**Records:**

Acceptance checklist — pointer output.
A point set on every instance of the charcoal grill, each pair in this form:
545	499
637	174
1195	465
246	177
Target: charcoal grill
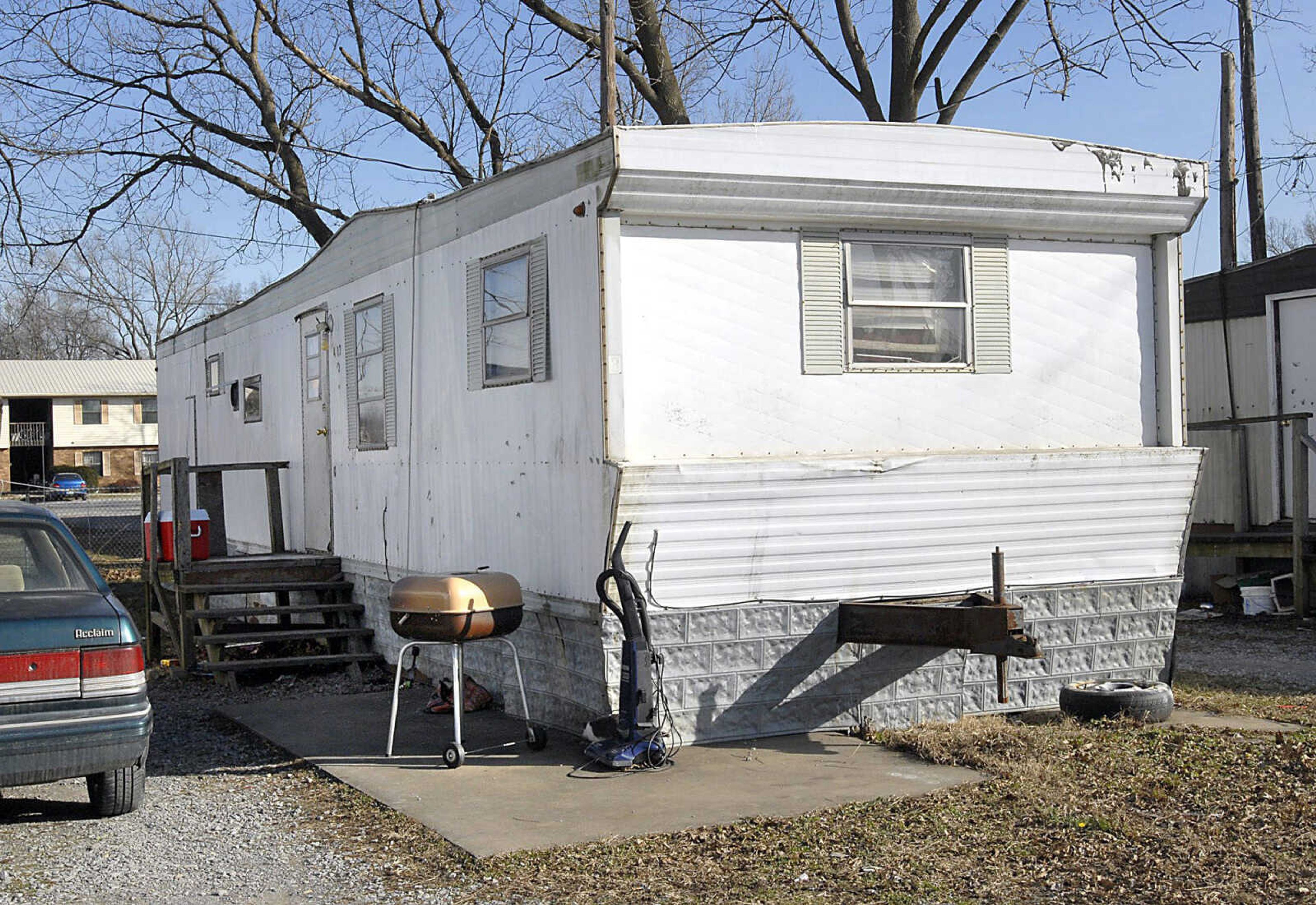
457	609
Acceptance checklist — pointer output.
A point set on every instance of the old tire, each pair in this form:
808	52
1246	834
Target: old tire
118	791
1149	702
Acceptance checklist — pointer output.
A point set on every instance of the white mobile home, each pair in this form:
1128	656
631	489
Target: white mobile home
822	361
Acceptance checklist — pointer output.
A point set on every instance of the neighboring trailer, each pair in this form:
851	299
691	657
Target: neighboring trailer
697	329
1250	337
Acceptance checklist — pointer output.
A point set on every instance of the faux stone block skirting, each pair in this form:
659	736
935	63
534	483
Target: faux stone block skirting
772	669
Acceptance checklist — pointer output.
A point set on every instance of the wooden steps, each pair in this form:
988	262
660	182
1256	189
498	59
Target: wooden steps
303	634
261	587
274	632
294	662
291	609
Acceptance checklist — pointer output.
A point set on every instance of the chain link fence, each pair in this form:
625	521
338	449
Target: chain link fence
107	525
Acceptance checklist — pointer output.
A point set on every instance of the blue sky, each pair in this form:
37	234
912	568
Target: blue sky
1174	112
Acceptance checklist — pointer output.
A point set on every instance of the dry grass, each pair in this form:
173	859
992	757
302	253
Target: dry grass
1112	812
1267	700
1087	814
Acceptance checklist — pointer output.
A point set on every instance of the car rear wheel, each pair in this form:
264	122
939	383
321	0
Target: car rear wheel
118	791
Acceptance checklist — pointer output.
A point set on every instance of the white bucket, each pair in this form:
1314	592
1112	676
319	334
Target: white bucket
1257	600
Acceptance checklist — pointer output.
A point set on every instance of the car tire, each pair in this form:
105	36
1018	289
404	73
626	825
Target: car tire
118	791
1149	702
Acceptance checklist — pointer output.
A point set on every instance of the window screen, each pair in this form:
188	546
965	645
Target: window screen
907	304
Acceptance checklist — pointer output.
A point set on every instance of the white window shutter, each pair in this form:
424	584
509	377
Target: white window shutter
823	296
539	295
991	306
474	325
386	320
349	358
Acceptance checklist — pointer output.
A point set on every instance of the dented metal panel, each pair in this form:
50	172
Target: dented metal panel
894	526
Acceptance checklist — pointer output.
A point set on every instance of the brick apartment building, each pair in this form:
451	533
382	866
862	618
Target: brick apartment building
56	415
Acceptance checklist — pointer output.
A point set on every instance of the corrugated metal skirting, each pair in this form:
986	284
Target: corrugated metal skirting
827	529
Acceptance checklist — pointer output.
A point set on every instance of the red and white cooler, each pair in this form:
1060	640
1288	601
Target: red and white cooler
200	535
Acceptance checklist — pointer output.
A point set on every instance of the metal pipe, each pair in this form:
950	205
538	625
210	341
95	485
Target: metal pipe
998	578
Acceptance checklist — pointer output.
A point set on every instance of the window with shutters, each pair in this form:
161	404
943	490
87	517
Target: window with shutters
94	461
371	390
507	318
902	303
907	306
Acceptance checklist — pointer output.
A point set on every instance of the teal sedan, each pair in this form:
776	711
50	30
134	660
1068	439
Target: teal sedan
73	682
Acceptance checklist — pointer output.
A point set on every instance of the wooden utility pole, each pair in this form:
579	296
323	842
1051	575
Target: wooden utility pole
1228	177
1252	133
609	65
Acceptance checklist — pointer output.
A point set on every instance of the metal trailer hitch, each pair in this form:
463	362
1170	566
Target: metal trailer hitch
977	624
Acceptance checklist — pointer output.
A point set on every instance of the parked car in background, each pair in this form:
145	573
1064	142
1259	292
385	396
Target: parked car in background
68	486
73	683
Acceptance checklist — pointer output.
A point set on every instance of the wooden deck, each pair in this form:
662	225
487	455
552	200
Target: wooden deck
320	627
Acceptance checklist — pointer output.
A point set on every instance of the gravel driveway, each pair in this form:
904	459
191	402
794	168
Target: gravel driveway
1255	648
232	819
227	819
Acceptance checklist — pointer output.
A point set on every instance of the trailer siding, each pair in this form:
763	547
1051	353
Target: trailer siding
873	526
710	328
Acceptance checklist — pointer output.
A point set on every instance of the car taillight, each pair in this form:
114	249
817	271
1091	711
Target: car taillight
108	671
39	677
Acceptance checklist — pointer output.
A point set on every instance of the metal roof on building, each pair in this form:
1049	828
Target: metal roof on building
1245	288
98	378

...

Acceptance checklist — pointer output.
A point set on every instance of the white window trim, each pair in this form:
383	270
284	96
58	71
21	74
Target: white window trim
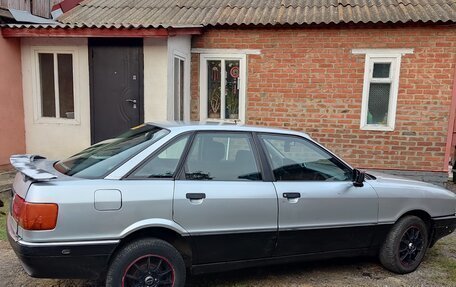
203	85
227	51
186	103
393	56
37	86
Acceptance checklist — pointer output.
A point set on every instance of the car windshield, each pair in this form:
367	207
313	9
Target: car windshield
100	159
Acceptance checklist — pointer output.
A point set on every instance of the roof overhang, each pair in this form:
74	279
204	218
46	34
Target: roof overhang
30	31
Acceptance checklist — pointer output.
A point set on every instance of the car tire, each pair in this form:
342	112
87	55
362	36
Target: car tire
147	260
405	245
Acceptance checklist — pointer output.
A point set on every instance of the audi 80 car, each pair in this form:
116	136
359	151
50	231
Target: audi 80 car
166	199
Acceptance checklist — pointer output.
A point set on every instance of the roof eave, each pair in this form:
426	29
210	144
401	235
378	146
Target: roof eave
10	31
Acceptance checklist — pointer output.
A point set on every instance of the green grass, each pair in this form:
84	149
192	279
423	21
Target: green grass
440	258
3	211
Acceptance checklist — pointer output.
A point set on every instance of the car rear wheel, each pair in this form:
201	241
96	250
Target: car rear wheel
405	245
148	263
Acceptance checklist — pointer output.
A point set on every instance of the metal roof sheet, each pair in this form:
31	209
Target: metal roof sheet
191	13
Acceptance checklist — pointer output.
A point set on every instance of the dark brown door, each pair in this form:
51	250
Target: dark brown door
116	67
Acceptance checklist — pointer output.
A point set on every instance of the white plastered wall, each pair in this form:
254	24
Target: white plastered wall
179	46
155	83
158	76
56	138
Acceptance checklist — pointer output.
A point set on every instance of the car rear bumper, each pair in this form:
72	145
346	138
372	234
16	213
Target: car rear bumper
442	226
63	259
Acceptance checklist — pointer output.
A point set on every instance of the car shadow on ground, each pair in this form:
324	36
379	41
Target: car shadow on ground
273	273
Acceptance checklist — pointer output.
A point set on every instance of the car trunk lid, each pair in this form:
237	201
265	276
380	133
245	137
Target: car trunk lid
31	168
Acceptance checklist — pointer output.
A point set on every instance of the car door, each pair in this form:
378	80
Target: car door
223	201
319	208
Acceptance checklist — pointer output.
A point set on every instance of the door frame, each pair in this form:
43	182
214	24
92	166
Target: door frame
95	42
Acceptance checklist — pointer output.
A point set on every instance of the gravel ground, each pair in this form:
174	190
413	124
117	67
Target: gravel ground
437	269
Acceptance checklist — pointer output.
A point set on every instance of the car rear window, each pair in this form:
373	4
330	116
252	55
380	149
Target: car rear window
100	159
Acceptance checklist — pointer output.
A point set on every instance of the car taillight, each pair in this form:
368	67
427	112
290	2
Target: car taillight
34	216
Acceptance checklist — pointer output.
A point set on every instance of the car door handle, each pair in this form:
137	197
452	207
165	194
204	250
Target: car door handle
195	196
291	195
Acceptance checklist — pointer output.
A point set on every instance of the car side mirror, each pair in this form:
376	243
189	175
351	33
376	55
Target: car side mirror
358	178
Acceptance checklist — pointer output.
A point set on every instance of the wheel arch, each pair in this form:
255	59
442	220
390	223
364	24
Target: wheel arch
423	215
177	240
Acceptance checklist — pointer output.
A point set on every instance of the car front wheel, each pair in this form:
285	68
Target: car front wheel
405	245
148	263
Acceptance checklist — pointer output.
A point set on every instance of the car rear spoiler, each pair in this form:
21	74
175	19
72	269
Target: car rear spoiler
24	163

**Short exercise:** Pull out every line in the entries above that contains the word "pipe", treating uppercase and lowercase as different.

**Output below:**
A point set on every instance of the metal pipe, each pair in this form:
Target: metal pipe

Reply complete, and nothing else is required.